The Support Network for Indigenous Women and Women of Colour has written an open letter to Mary Ellen Turpel-Lafond, who is leading the investigation into racist games being played in emergency rooms across the province. (THE CANADIAN PRESS/Darryl Dyck)

The Support Network for Indigenous Women and Women of Colour has written an open letter to Mary Ellen Turpel-Lafond, who is leading the investigation into racist games being played in emergency rooms across the province. (THE CANADIAN PRESS/Darryl Dyck)

Victoria non-profit alleges Island Health not interested in holding people accountable for racist acts

Support Network for Indigenous Women and Women of Colour writes open letter to racism investigator

A Victoria-based non-profit has written an open letter to the lawyer investigating the allegations of hospital staff playing a blood-alcohol guessing game at the expense of Indigenous patients.

The Support Network for Indigenous Women and Women of Colour (SNIWWOC) says they have heard other allegations of racist behaviour. The letter also asserts that information from an anonymous source working within Island Health suggests that “the health authority is not interested in holding specific individuals accountable for racist behaviour.”

> [What to work on]
1. Translate this sentence from the news excerpt into French: "The Support Network for Indigenous Women and Women of Colour (SNIWWOC) says they have heard other allegations of racist behaviour."
2. Copy the news excerpt word for word, from "Victoria non-profit alleges" up to and including "of Indigenous patients.".
The rows have no connection to the news excerpt.

> [Provided material]
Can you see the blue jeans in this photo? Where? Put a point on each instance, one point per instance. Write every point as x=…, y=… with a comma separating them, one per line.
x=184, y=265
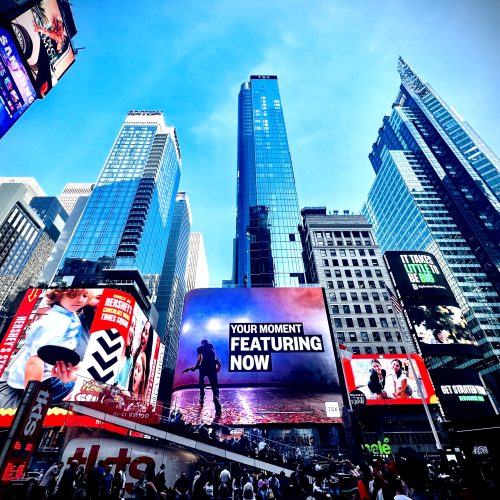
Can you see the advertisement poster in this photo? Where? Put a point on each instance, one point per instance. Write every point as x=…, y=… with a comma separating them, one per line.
x=45, y=44
x=93, y=346
x=461, y=393
x=16, y=91
x=265, y=355
x=388, y=379
x=417, y=274
x=439, y=324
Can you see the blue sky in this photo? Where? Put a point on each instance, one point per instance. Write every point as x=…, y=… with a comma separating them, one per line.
x=336, y=63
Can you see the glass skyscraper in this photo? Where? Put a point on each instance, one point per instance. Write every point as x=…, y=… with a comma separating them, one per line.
x=267, y=246
x=436, y=190
x=126, y=222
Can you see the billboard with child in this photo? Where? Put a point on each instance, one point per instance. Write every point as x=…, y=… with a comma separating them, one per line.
x=87, y=345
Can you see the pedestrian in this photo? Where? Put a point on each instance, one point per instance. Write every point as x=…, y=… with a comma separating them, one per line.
x=49, y=480
x=160, y=481
x=66, y=486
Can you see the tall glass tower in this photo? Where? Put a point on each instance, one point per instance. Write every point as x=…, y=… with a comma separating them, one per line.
x=267, y=246
x=436, y=190
x=126, y=222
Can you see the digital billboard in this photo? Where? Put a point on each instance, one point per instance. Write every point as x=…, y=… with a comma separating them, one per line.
x=434, y=316
x=267, y=354
x=461, y=393
x=417, y=274
x=16, y=91
x=388, y=379
x=45, y=44
x=87, y=345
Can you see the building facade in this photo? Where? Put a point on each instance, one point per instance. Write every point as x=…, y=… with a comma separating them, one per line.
x=24, y=243
x=173, y=282
x=341, y=254
x=72, y=192
x=197, y=274
x=126, y=222
x=267, y=246
x=435, y=191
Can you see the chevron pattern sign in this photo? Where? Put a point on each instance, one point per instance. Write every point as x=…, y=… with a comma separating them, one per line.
x=102, y=360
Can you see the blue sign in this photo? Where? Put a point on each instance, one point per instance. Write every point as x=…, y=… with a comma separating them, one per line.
x=16, y=91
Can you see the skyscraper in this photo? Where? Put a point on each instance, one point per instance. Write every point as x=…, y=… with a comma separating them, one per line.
x=341, y=254
x=173, y=281
x=126, y=222
x=72, y=191
x=267, y=246
x=435, y=191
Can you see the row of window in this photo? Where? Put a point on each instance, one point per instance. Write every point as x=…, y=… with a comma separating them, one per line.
x=361, y=322
x=351, y=284
x=352, y=252
x=354, y=296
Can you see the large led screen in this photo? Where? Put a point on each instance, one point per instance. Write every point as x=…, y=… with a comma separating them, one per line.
x=389, y=379
x=461, y=393
x=87, y=345
x=417, y=274
x=16, y=91
x=266, y=352
x=45, y=44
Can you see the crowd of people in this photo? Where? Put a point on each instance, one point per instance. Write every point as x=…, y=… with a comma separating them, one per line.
x=405, y=477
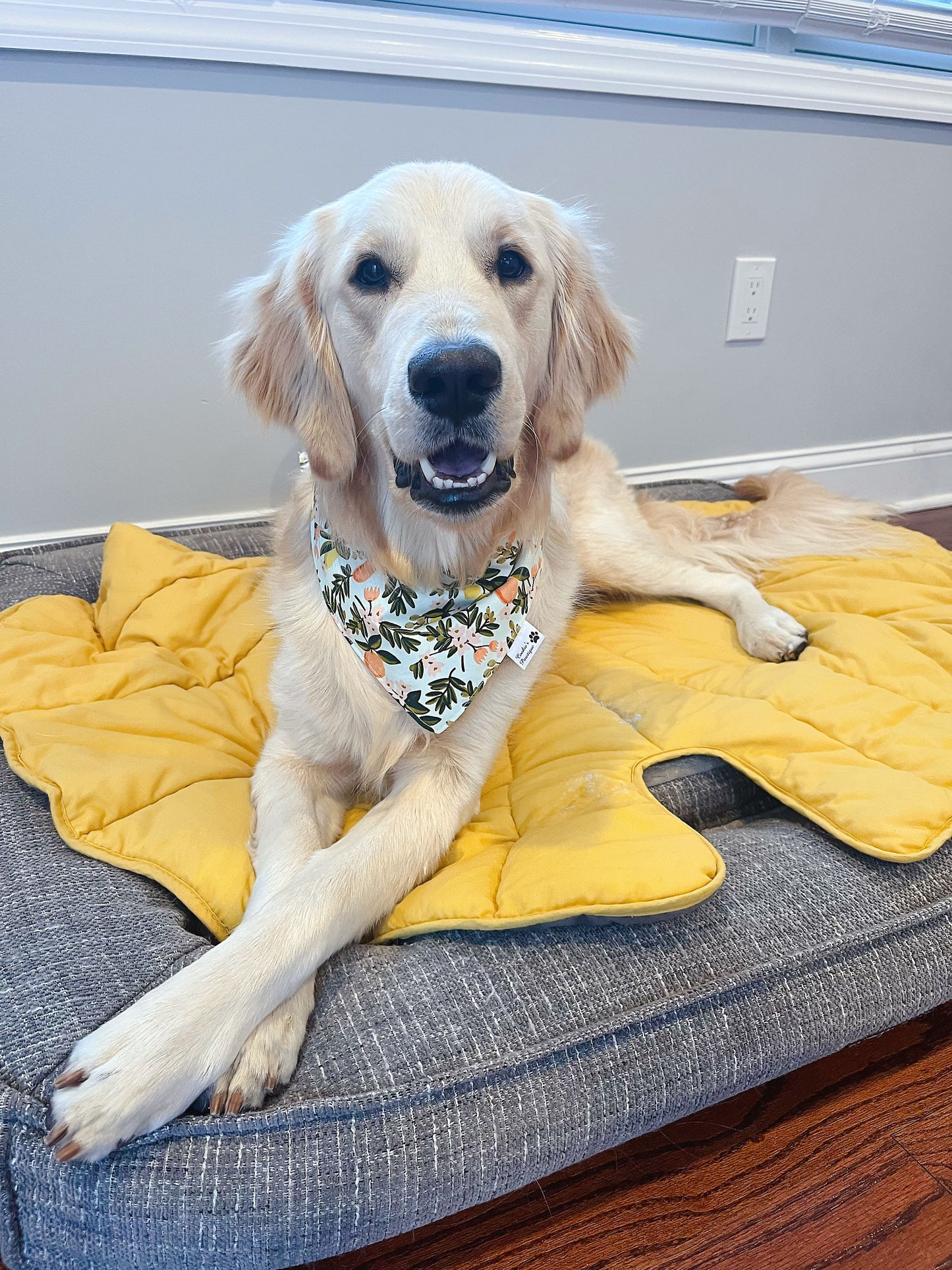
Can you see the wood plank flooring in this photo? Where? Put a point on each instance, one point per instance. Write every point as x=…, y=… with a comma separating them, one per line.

> [Task-by-task results]
1. Le Support Network for Indigenous Women and Women of Colour (SNIWWOC) affirme avoir entendu d'autres allégations de comportements racistes.

2.
Victoria non-profit alleges Island Health not interested in holding people accountable for racist acts

Support Network for Indigenous Women and Women of Colour writes open letter to racism investigator

A Victoria-based non-profit has written an open letter to the lawyer investigating the allegations of hospital staff playing a blood-alcohol guessing game at the expense of Indigenous patients.